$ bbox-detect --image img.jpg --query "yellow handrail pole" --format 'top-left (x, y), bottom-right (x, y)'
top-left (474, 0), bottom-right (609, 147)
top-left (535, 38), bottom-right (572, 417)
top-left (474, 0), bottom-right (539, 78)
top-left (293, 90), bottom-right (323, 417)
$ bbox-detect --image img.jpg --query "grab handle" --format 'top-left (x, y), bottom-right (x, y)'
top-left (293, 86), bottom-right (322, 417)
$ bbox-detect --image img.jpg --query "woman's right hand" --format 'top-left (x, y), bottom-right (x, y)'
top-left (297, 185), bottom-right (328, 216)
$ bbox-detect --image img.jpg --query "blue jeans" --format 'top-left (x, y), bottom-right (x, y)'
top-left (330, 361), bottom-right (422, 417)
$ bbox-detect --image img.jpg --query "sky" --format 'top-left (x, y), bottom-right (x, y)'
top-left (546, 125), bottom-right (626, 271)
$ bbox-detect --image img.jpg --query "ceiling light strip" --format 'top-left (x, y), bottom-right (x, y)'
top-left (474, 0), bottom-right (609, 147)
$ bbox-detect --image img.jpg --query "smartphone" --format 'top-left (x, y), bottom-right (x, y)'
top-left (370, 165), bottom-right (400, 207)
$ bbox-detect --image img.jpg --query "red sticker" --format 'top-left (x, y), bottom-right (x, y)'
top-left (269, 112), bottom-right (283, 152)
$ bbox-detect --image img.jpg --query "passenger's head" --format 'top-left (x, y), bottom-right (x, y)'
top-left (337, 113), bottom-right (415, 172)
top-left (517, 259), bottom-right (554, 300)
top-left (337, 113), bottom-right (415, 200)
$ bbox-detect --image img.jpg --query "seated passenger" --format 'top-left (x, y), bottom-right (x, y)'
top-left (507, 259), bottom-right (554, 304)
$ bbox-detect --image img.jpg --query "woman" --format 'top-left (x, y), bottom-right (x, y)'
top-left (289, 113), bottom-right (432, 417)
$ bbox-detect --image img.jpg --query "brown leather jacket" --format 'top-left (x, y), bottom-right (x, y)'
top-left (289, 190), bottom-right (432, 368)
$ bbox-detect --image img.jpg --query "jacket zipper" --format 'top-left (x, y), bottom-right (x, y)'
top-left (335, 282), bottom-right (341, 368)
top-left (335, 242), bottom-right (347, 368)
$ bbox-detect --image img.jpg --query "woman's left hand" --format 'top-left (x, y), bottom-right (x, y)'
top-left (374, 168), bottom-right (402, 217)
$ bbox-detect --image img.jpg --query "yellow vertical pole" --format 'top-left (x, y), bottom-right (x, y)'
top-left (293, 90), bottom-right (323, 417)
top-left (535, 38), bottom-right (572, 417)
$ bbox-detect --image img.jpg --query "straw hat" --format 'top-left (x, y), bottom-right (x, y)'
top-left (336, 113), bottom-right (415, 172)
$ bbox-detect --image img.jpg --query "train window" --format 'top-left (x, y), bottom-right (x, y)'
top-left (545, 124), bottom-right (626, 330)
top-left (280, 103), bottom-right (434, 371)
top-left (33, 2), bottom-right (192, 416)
•••••
_TO DO_
Reproduce the listing word for word, starting at its first line and ending at the line that contains "top-left (289, 190), bottom-right (432, 368)". Include both of those lines.

_SOLUTION TO THE PROBLEM_
$ bbox-detect --image img.jpg --query "yellow handrail pole" --format 'top-left (x, y), bottom-right (x, y)'
top-left (474, 0), bottom-right (609, 147)
top-left (535, 38), bottom-right (572, 417)
top-left (474, 0), bottom-right (539, 78)
top-left (293, 90), bottom-right (323, 417)
$ bbox-detect --image img.jpg --query "grab handle" --format 'top-left (x, y), bottom-right (x, y)'
top-left (293, 86), bottom-right (322, 417)
$ bbox-detect --image img.jpg --query "woman's right hand" --format 'top-left (x, y), bottom-right (x, y)'
top-left (297, 185), bottom-right (328, 216)
$ bbox-detect --image img.jpg --query "blue jeans" --format 'top-left (x, y), bottom-right (x, y)'
top-left (330, 361), bottom-right (422, 417)
$ bbox-detect --image img.jpg --query "sky" --format 'top-left (x, y), bottom-right (x, y)'
top-left (546, 125), bottom-right (626, 271)
$ bbox-detect --image img.jpg --query "ceiling light strip" --format 'top-left (x, y), bottom-right (x, y)'
top-left (474, 0), bottom-right (609, 147)
$ bbox-detect --image img.jpg --query "smartphone" --format 'top-left (x, y), bottom-right (x, y)'
top-left (370, 165), bottom-right (400, 207)
$ bbox-detect --image img.jpg --query "red sticker" --format 'top-left (x, y), bottom-right (x, y)'
top-left (269, 112), bottom-right (283, 152)
$ bbox-detect --image img.jpg --query "passenger's head" --format 'top-left (x, y), bottom-right (x, y)'
top-left (337, 113), bottom-right (415, 172)
top-left (517, 259), bottom-right (554, 300)
top-left (337, 113), bottom-right (415, 200)
$ bbox-detect --image img.jpg --query "seated passenger" --format 'top-left (x, y), bottom-right (x, y)'
top-left (507, 259), bottom-right (554, 304)
$ bbox-detect --image img.jpg --query "woman" --format 'top-left (x, y), bottom-right (x, y)'
top-left (289, 113), bottom-right (432, 417)
$ bbox-detect --image img.jpg --query "brown leather jacket" --format 'top-left (x, y), bottom-right (x, y)'
top-left (289, 190), bottom-right (432, 368)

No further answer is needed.